* BEGIN Materials provided *

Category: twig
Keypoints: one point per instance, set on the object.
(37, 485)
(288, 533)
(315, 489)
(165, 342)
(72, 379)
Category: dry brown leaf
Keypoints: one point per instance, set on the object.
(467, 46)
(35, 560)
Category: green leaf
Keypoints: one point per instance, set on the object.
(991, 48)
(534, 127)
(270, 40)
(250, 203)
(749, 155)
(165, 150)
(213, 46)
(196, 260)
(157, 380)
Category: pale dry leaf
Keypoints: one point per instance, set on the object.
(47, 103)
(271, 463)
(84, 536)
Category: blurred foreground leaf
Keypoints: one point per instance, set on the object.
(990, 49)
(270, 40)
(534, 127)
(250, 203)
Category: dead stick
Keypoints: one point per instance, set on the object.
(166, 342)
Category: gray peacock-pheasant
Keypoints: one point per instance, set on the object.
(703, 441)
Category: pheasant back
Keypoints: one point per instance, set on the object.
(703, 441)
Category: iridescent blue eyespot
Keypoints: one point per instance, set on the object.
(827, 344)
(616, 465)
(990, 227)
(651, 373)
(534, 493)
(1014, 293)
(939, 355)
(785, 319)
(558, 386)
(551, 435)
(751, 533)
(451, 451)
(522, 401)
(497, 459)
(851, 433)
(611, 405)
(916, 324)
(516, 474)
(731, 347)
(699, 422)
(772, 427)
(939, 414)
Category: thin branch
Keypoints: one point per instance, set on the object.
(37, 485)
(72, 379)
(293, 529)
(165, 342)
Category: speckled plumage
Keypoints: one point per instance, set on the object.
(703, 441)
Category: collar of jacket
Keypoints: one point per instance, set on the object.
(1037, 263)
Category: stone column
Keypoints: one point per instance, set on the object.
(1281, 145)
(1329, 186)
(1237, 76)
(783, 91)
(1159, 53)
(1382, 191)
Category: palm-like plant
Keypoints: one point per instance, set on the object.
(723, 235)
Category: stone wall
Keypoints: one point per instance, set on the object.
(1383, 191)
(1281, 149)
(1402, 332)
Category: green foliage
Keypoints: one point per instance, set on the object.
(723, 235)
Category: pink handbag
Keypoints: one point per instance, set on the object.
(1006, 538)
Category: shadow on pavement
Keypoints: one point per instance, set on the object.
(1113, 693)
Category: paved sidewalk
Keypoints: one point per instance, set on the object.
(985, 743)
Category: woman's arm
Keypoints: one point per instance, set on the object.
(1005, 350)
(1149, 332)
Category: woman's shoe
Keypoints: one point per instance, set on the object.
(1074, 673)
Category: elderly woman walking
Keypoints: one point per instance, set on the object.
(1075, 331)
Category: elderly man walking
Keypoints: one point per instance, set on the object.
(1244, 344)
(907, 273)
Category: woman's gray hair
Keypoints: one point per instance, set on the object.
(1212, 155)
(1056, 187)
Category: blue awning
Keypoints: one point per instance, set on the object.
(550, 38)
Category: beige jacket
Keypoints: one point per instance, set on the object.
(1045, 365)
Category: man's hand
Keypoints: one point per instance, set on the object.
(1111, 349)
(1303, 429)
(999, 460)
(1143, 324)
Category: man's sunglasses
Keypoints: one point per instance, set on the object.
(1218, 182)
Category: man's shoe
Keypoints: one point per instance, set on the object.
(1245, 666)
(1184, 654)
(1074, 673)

* END Materials provided *

Exercise brief: Transcribe the full listing above without leaving anything out.

Exercise response:
Category: twig
Keypoints: one point per instance, set on the object.
(37, 485)
(288, 533)
(315, 489)
(165, 342)
(72, 379)
Category: dry brown leaf
Keypoints: one point per instance, set on the object.
(467, 46)
(35, 560)
Category: green leaf
Keypoints: one point per instance, set on the object.
(991, 48)
(534, 127)
(270, 40)
(250, 203)
(749, 155)
(165, 150)
(213, 46)
(196, 260)
(157, 380)
Category: pale dry leaf
Keypoints: one point per instance, set on the object.
(47, 103)
(271, 463)
(84, 536)
Category: blurred foreground leaf
Keypoints: one point per instance, set on the object.
(990, 49)
(270, 40)
(534, 127)
(250, 203)
Category: dead stick
Keypoints: one point per instance, set on the object.
(166, 342)
Category: gray peacock-pheasant
Keypoints: one point per instance, set on the object.
(703, 441)
Category: pheasant back
Keypoints: one point per instance, set on the object.
(703, 441)
Category: iridescent blue eyespot
Keypoints: one point per instance, set on the object.
(827, 344)
(616, 465)
(990, 227)
(651, 373)
(534, 493)
(1014, 293)
(939, 355)
(785, 319)
(558, 386)
(551, 435)
(751, 533)
(451, 451)
(522, 401)
(497, 459)
(851, 433)
(611, 405)
(916, 324)
(516, 474)
(731, 347)
(699, 422)
(772, 427)
(939, 414)
Category: thin branch
Keypoints: one point per instance, set on the object.
(37, 485)
(72, 379)
(293, 529)
(165, 342)
Category: speckled plumage
Keypoints: one point per instance, set on the object.
(703, 441)
Category: collar of jacket
Keypoints: one point per instance, set on the object.
(1037, 263)
Category: stone column
Keypoints: one point per instance, set on the object.
(1281, 145)
(1329, 186)
(1237, 76)
(783, 91)
(1159, 53)
(1382, 191)
Category: palm-like plant
Keypoints: one point per instance, set on the object.
(723, 235)
Category: stone wall
Keypoints: one point per instance, set on the object.
(1383, 191)
(1281, 149)
(1402, 332)
Category: green foliage
Keypoints: one point per instance, set on the object.
(723, 235)
Category: pink handbag
Keypoints: one point per instance, set on the object.
(1006, 538)
Category: shadow on pavement
Keypoints: one point per instance, set on the object.
(1113, 693)
Category: paved sidewalk
Keypoints: one point per instance, set on the object.
(985, 743)
Category: woman's arm
Keypoints: one point per instance, set on the object.
(1005, 350)
(1149, 332)
Category: woman's shoe
Keypoints: one point per instance, set on the object.
(1074, 673)
Category: elderly woman walking
Keypoints: one point per instance, set on the object.
(1075, 331)
Category: elderly man walking
Keypoints: one point per instance, set on the object.
(1244, 344)
(907, 273)
Category: woman's gray hair
Keypoints: one point per instance, set on the object.
(1212, 155)
(1056, 187)
Category: blue awning
Keypoints: one point per instance, set on the object.
(550, 38)
Category: beige jacket
Keypoints: one point per instance, set on the object.
(1045, 365)
Category: man's hand
Keypoints: one point per instance, set on the object.
(1111, 349)
(1303, 429)
(999, 460)
(1143, 324)
Category: man's sunglasses
Keypoints: one point per instance, set on the object.
(1218, 182)
Category: man's shoe
Keypoints: one point per instance, set on the object.
(1245, 666)
(1184, 654)
(1074, 673)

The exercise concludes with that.